■ **Work to do**
Pick out every line of the items containing the string "grass" and copy each one in full. Match case exactly, so a capitalized form does not count.

--- Start of Data supplied ---

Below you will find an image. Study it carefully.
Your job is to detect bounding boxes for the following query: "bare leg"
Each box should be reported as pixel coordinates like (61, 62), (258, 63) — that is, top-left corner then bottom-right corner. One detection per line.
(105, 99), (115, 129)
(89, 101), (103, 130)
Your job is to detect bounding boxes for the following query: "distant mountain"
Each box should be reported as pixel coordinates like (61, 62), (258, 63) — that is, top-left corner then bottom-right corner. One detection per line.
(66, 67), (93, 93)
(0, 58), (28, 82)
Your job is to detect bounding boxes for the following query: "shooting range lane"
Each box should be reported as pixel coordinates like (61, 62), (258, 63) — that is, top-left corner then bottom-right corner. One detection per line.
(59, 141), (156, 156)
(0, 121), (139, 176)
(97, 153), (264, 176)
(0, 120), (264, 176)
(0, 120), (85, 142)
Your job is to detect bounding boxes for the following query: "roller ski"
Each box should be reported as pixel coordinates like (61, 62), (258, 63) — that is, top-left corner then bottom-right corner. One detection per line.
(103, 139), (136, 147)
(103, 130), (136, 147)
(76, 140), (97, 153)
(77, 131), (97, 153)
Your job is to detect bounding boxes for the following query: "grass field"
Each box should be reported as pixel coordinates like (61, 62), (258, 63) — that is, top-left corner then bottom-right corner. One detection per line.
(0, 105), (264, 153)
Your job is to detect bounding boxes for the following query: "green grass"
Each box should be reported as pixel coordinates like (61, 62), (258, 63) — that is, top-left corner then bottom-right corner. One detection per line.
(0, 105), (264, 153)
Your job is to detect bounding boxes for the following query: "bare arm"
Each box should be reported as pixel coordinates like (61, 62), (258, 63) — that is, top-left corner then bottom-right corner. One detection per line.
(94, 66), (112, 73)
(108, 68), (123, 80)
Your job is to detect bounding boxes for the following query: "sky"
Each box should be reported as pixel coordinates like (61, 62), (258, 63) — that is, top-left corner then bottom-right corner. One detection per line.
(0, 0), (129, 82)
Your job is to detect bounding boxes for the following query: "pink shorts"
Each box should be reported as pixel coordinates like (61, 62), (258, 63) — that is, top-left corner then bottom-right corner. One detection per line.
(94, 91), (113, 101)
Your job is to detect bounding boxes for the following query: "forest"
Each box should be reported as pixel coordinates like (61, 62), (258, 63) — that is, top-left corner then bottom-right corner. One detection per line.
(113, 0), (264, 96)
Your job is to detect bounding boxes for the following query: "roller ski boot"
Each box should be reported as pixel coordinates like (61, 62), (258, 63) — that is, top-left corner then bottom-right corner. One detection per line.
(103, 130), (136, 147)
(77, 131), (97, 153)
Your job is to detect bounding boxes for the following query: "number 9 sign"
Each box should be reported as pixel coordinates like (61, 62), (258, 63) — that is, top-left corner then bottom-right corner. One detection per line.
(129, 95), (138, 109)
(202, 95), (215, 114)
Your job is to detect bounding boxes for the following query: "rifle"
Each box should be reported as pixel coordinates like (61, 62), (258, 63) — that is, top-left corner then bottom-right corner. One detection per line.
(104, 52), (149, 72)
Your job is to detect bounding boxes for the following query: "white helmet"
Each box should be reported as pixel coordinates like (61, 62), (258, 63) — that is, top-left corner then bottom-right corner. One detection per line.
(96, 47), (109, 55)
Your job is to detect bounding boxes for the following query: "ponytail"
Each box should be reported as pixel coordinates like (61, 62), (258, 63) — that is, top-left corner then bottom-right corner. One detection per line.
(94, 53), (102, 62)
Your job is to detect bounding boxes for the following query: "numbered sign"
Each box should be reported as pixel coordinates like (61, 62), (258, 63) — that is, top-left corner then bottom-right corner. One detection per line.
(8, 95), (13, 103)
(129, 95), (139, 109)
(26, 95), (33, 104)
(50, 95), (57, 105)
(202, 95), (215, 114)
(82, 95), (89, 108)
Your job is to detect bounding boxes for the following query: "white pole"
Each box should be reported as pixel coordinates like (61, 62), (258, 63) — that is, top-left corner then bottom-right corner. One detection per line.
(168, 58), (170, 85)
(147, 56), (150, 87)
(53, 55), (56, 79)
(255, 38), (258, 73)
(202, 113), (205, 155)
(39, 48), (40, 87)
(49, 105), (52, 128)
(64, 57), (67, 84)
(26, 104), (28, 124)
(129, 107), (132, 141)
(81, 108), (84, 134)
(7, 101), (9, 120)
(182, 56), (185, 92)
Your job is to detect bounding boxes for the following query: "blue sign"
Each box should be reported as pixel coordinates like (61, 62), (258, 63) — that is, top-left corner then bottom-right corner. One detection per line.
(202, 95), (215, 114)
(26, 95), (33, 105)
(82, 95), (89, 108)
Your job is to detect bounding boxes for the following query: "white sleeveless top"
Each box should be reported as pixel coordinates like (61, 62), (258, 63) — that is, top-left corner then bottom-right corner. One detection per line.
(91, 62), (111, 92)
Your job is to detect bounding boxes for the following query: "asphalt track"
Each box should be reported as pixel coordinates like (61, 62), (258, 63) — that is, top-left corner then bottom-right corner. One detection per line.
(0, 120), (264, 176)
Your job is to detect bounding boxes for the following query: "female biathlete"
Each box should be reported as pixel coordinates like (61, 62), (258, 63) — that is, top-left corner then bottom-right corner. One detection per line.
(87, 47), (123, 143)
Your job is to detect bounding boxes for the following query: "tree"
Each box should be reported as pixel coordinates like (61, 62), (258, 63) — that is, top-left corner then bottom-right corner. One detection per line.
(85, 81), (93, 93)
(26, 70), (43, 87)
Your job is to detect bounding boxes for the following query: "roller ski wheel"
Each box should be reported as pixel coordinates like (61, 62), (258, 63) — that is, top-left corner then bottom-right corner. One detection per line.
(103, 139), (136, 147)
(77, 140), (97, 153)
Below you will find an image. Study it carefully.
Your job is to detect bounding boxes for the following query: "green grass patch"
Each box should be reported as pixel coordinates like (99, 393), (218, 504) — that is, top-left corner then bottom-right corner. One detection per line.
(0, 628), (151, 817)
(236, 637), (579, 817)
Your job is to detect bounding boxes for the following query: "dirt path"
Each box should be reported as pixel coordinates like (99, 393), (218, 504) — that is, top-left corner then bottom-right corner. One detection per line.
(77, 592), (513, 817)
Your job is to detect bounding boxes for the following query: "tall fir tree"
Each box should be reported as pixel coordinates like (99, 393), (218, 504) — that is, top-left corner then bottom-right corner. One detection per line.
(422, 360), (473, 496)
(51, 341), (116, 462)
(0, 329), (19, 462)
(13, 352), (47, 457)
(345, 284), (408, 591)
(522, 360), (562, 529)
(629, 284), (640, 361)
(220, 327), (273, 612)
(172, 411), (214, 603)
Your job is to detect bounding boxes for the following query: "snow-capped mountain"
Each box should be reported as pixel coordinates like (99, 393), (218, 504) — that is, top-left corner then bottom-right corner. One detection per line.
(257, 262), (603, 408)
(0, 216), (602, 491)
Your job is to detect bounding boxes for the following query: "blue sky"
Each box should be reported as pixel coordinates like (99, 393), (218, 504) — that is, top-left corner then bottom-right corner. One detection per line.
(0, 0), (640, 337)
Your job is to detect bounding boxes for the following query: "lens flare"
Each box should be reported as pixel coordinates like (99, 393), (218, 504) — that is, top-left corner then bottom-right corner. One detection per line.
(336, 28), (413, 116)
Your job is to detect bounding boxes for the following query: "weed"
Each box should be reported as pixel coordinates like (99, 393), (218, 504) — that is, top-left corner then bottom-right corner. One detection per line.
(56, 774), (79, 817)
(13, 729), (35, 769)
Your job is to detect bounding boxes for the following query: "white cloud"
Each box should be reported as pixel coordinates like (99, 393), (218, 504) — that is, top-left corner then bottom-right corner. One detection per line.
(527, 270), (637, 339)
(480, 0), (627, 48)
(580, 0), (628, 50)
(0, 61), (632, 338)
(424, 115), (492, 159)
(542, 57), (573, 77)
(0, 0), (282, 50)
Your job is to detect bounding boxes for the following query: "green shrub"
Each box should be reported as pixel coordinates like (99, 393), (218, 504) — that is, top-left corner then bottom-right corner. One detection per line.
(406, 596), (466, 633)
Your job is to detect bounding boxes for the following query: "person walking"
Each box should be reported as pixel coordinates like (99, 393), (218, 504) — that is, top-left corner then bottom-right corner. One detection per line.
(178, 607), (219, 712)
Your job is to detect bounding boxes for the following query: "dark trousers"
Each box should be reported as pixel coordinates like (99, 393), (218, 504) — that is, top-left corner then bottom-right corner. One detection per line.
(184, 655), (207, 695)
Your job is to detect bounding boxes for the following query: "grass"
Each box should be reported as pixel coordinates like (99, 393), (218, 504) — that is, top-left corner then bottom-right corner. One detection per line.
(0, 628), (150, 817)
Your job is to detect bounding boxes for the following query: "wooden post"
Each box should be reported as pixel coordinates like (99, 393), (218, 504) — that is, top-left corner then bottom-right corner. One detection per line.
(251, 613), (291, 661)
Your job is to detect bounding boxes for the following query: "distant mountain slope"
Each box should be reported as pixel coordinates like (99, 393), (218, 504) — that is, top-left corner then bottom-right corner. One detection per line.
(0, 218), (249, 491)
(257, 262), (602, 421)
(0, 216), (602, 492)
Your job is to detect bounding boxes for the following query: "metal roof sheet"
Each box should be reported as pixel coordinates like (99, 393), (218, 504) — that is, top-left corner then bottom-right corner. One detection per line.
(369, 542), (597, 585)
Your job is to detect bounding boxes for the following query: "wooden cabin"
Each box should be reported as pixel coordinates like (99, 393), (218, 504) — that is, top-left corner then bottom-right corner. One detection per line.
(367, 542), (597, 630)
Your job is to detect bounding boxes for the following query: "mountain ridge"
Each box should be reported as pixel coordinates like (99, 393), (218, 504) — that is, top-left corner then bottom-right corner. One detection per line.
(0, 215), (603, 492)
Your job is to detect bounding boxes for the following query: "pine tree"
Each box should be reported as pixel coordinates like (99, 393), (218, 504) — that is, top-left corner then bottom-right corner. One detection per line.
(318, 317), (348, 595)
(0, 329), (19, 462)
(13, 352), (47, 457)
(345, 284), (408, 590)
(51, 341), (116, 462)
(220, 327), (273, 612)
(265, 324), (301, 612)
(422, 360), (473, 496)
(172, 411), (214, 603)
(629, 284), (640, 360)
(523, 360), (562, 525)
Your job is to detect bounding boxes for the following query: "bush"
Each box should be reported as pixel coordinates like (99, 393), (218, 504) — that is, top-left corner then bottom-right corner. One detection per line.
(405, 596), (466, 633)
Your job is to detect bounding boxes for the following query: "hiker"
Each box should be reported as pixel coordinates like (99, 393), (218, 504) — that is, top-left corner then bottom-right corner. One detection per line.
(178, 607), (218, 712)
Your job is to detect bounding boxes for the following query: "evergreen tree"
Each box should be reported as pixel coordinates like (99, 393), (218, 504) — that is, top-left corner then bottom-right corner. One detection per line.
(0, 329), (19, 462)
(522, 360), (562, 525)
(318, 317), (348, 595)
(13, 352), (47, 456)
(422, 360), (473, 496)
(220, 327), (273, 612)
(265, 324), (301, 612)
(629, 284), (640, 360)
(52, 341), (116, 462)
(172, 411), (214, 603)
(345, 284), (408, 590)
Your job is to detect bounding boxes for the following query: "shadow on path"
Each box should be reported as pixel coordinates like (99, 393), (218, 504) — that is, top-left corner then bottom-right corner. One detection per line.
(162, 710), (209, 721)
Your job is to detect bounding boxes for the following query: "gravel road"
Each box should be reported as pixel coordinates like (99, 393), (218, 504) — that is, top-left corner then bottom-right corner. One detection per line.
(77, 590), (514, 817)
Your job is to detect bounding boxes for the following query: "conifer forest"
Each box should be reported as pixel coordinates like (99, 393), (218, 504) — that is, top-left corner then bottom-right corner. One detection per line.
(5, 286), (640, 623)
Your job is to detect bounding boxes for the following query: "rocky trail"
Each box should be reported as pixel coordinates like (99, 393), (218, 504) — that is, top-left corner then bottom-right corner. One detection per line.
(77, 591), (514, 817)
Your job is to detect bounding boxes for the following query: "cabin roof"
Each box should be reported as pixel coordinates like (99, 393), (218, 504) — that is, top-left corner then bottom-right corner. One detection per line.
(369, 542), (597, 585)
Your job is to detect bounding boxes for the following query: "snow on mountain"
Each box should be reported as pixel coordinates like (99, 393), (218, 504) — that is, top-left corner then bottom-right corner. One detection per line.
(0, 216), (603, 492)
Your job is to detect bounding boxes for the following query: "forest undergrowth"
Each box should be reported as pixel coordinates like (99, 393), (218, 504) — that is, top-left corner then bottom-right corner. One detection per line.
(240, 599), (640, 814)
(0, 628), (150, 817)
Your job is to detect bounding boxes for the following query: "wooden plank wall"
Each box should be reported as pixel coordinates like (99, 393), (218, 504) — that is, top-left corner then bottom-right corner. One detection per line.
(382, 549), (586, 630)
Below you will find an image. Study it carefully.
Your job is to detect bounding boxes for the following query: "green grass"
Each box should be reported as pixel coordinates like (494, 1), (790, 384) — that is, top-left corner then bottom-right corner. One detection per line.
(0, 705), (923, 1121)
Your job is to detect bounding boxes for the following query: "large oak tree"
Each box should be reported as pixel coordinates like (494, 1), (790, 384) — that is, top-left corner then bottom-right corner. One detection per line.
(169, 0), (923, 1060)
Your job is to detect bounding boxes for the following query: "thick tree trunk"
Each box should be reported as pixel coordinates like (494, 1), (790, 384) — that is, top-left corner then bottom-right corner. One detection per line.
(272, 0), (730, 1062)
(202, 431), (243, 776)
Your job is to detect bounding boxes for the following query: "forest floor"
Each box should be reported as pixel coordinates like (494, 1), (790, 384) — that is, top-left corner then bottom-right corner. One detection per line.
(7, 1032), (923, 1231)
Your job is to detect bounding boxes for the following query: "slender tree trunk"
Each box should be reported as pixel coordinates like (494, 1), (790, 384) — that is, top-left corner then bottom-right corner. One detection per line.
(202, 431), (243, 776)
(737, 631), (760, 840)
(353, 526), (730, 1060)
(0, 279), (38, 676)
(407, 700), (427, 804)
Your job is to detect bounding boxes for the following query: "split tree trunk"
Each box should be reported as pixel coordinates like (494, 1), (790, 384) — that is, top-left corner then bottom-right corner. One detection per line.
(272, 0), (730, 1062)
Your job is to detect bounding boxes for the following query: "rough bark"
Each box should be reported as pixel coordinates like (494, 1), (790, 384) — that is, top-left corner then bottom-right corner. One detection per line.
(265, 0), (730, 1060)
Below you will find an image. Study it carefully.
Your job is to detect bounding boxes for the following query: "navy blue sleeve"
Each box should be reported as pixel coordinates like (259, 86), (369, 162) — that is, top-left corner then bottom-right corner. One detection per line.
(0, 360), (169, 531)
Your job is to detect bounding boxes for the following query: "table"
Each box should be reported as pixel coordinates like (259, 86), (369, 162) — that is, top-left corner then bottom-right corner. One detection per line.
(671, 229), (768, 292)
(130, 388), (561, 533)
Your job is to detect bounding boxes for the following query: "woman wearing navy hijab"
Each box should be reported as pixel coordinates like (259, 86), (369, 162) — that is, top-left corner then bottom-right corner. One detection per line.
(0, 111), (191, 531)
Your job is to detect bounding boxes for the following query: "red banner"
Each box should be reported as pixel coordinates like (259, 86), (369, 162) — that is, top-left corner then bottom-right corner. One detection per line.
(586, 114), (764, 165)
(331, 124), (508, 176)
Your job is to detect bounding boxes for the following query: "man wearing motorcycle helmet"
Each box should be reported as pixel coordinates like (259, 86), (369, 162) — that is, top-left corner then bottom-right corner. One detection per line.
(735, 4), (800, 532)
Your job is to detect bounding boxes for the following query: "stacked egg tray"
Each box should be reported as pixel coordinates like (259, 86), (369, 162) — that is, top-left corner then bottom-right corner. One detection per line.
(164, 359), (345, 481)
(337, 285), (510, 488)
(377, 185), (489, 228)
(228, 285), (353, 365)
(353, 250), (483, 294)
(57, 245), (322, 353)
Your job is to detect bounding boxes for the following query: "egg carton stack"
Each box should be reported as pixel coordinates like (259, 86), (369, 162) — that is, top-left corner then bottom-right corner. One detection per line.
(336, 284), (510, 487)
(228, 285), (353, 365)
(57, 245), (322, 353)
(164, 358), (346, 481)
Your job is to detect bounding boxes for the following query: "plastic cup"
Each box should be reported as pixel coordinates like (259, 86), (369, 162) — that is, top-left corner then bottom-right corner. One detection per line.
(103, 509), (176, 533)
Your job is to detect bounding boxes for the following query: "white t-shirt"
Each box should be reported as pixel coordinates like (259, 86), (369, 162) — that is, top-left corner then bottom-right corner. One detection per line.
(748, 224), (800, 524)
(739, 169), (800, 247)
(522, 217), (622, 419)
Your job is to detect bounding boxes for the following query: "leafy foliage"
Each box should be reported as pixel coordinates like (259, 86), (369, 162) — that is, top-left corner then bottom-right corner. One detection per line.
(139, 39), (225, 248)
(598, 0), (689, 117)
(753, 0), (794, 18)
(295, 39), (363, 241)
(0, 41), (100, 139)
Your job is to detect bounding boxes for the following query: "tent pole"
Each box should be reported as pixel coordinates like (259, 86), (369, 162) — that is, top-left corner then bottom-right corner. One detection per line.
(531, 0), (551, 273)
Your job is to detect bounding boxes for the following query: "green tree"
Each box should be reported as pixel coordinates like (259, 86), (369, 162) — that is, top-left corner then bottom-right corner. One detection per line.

--- End of Data supplied ---

■ **Response to this exercise**
Your job is to detect bounding boxes for the following query: "grass field"
Your job is to detect bounding boxes for the following query: "green grass"
Your job is to detect bounding boxes for the following query: "green grass patch"
Your job is to detect bounding boxes for the following query: "grass"
Your job is to detect bounding boxes for the following query: "green grass"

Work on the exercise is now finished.